■ **Supplied passage**

BEGIN

RxRx3-core: Benchmarking drug-target interactions in High-Content Microscopy
This provides a standardized benchmark for researchers in computational biology and drug discovery, though it is incremental as it focuses on data curation rather than new methods.
The authors tackled the lack of accessible datasets and benchmarks for representation learning in high-content screening microscopy by introducing RxRx3-core, a curated 18GB subset of the RxRx3 dataset with 222,601 images, enabling zero-shot drug-target interaction prediction.
High Content Screening (HCS) microscopy datasets have transformed the ability to profile cellular responses to genetic and chemical perturbations, enabling cell-based inference of drug-target interactions (DTI). However, the adoption of representation learning methods for HCS data has been hindered by the lack of accessible datasets and robust benchmarks. To address this gap, we present RxRx3-core, a curated and compressed subset of the RxRx3 dataset, and an associated DTI benchmarking task. At just 18GB, RxRx3-core significantly reduces the size barrier associated with large-scale HCS datasets while preserving critical data necessary for benchmarking representation learning models against a zero-shot DTI prediction task. RxRx3-core includes 222,601 microscopy images spanning 736 CRISPR knockouts and 1,674 compounds at 8 concentrations. RxRx3-core is available on HuggingFace and Polaris, along with pre-trained embeddings and benchmarking code, ensuring accessibility for the research community. By providing a compact dataset and robust benchmarks, we aim to accelerate innovation in representation learning methods for HCS data and support the discovery of novel biological insights.

END

■ **Exercise directions**
Can you reproduce, word for word, the stretch of the RxRx3-core summary from "The authors tackled" through "drug-target interaction prediction."?

■ **Material supplied**
BEGIN

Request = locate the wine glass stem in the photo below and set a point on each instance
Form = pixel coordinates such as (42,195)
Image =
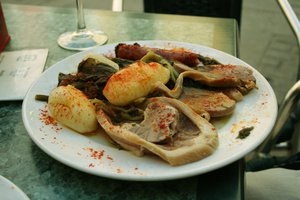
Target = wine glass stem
(80,16)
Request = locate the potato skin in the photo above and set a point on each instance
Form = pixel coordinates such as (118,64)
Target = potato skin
(72,108)
(135,81)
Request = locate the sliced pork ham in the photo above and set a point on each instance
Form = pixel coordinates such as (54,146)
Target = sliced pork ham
(170,130)
(217,104)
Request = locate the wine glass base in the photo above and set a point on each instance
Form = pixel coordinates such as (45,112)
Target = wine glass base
(82,40)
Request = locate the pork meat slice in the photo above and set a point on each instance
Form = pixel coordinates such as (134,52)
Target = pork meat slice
(215,103)
(170,130)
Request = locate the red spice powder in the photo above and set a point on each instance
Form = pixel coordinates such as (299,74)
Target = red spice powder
(109,157)
(91,165)
(48,120)
(96,154)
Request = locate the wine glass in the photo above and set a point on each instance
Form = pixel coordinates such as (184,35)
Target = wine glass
(83,38)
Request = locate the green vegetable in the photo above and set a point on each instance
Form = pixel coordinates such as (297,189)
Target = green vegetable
(153,57)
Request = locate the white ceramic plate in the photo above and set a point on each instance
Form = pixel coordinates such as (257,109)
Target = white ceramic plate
(9,191)
(95,155)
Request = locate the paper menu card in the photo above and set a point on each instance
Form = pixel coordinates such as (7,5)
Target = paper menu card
(18,70)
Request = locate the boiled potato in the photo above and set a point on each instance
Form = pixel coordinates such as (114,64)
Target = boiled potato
(72,108)
(135,81)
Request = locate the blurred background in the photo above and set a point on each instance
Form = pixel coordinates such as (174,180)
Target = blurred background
(266,40)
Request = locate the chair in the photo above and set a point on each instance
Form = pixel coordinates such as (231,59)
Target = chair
(117,5)
(209,8)
(289,112)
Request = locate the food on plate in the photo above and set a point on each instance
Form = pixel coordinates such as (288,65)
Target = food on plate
(72,108)
(217,104)
(152,100)
(170,130)
(135,81)
(136,52)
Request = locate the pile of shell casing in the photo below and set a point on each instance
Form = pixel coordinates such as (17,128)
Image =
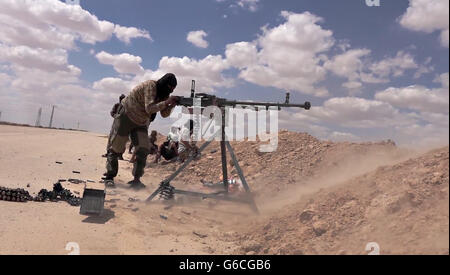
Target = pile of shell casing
(17,195)
(58,194)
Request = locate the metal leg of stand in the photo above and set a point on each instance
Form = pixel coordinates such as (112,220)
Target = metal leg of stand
(223,151)
(185,164)
(242,177)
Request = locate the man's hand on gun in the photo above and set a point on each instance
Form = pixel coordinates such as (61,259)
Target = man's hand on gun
(172,101)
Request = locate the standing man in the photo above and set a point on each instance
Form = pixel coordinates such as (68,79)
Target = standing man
(113,113)
(139,108)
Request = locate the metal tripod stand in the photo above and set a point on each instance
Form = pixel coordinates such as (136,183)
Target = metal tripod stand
(168,191)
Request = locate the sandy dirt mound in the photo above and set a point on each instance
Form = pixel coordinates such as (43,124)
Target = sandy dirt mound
(404,208)
(298,158)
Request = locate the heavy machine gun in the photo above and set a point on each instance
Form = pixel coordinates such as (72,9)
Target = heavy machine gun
(167,191)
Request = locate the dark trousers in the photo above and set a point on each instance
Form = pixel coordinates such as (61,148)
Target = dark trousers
(123,128)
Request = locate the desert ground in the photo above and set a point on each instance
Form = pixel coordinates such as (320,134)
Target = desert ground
(314,197)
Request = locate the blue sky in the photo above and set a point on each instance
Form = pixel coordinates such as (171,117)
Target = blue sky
(371,73)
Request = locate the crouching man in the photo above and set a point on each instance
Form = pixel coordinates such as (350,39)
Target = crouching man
(139,109)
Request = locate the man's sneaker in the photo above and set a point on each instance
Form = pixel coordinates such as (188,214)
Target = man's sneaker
(109,182)
(136,184)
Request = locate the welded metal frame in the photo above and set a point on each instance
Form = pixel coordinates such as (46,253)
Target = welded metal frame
(222,195)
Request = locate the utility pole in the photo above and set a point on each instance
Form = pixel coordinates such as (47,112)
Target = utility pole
(51,117)
(38,119)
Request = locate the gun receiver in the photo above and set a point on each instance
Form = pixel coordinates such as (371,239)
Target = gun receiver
(211,100)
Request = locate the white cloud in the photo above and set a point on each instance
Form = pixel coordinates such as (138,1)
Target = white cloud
(241,54)
(349,65)
(208,72)
(52,24)
(358,68)
(356,112)
(111,84)
(123,63)
(417,98)
(288,57)
(428,16)
(51,61)
(251,5)
(395,66)
(5,79)
(197,38)
(125,34)
(443,79)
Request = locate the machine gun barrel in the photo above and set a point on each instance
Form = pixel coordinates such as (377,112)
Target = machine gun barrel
(211,100)
(306,105)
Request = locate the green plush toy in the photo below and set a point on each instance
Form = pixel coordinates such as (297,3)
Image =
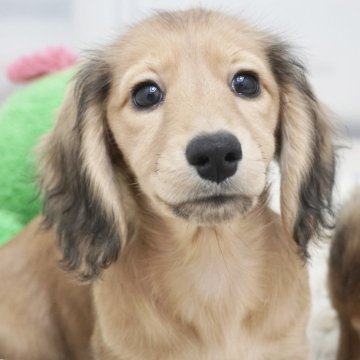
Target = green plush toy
(24,118)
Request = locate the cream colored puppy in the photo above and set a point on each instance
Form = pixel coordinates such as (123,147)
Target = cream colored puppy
(155,183)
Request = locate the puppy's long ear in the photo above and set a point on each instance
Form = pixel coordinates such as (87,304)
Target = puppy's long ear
(305,151)
(77,177)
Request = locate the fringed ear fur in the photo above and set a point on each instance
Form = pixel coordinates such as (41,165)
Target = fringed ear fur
(305,150)
(81,196)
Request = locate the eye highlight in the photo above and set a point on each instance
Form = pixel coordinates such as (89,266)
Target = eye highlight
(245,84)
(146,95)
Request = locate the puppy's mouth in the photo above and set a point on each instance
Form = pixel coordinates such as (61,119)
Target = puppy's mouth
(212,209)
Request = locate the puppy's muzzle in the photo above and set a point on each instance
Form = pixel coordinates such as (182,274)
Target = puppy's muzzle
(215,157)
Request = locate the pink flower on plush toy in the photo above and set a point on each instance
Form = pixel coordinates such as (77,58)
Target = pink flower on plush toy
(41,63)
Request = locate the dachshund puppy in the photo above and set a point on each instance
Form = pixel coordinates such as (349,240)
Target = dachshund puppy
(155,184)
(344,277)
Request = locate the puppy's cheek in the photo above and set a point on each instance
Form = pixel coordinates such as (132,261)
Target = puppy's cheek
(252,171)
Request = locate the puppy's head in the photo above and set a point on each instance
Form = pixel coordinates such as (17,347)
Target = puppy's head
(189,108)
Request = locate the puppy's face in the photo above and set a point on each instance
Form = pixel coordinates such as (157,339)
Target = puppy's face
(196,103)
(194,109)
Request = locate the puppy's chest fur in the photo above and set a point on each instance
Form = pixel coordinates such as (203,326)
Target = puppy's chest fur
(193,301)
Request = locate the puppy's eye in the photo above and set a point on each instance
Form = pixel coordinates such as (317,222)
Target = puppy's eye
(146,95)
(246,84)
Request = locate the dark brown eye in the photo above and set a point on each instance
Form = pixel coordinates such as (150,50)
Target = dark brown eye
(147,95)
(245,84)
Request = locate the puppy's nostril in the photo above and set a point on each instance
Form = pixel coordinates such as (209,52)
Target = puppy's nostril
(201,161)
(232,157)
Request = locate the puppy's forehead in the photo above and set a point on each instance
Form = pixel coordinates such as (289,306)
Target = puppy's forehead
(175,37)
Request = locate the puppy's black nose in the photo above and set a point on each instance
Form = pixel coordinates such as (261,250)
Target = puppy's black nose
(215,156)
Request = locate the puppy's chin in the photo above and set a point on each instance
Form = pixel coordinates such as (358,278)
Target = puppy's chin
(213,209)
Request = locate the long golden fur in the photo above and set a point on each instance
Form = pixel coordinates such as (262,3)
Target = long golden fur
(344,277)
(173,266)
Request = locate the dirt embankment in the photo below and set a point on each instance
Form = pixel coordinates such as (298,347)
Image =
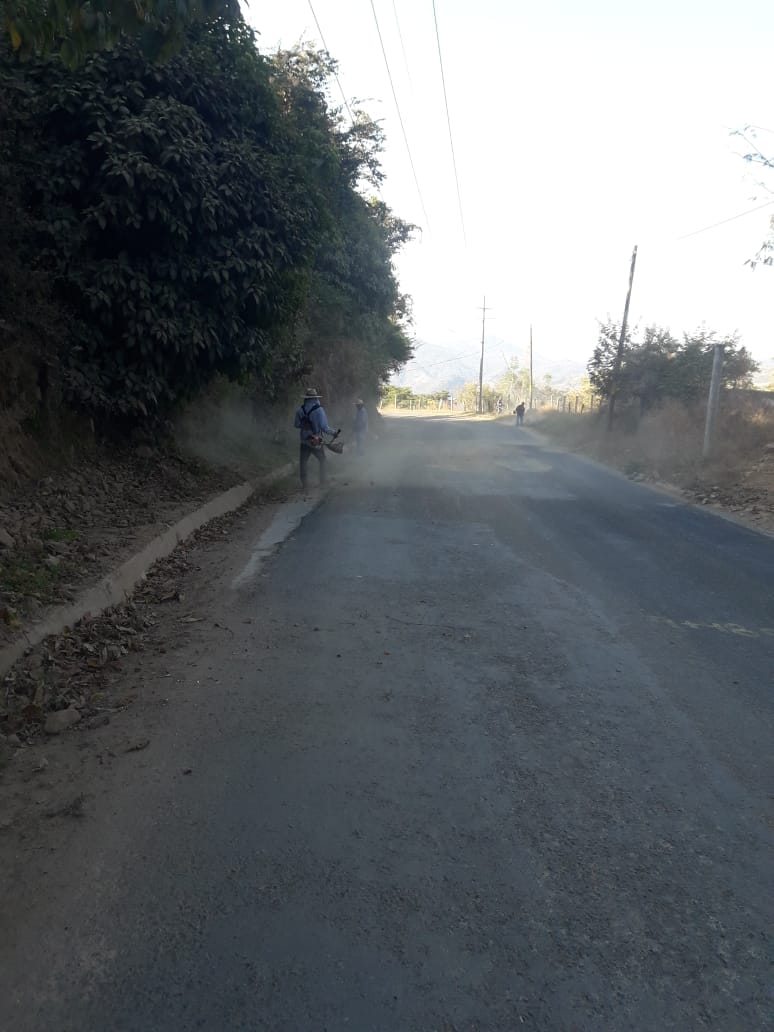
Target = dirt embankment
(666,447)
(70,526)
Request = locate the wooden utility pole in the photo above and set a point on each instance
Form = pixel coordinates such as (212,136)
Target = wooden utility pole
(481,366)
(713,400)
(621,340)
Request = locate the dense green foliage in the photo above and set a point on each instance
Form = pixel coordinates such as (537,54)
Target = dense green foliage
(74,28)
(203,217)
(657,366)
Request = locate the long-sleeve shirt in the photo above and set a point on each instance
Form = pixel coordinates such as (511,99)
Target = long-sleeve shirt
(316,415)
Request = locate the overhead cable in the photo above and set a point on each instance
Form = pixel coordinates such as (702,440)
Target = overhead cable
(723,221)
(402,47)
(448,122)
(399,116)
(335,74)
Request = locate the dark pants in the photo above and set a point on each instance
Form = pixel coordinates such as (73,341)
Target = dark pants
(319,454)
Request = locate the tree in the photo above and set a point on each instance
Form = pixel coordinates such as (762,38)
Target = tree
(658,366)
(75,29)
(758,159)
(203,217)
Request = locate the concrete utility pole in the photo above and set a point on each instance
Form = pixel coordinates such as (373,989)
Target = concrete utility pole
(621,339)
(481,366)
(713,401)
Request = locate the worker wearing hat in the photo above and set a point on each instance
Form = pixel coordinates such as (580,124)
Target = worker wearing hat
(360,424)
(312,421)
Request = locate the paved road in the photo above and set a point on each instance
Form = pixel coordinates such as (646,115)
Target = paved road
(493,751)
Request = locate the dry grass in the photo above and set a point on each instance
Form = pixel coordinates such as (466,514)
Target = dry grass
(667,445)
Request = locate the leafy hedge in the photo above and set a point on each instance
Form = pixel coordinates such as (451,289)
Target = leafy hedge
(202,217)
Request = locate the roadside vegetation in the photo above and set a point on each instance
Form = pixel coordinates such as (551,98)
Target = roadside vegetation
(168,223)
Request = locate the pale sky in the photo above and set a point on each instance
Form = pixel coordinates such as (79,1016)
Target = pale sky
(580,129)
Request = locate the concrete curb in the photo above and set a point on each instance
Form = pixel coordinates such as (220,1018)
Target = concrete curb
(114,588)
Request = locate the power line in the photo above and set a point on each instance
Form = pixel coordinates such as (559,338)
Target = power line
(723,221)
(399,116)
(402,47)
(335,74)
(448,121)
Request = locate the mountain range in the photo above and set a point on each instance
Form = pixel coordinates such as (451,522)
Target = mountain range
(443,367)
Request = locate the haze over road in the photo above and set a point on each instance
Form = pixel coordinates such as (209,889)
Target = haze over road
(488,746)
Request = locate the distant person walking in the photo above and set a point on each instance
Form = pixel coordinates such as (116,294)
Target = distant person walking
(312,421)
(360,425)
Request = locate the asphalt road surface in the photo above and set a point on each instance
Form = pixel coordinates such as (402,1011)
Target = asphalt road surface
(488,746)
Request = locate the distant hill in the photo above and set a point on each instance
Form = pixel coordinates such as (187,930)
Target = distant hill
(448,366)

END

■ **Solution**
The authors tackled the lack of accessible datasets and benchmarks for representation learning in high-content screening microscopy by introducing RxRx3-core, a curated 18GB subset of the RxRx3 dataset with 222,601 images, enabling zero-shot drug-target interaction prediction.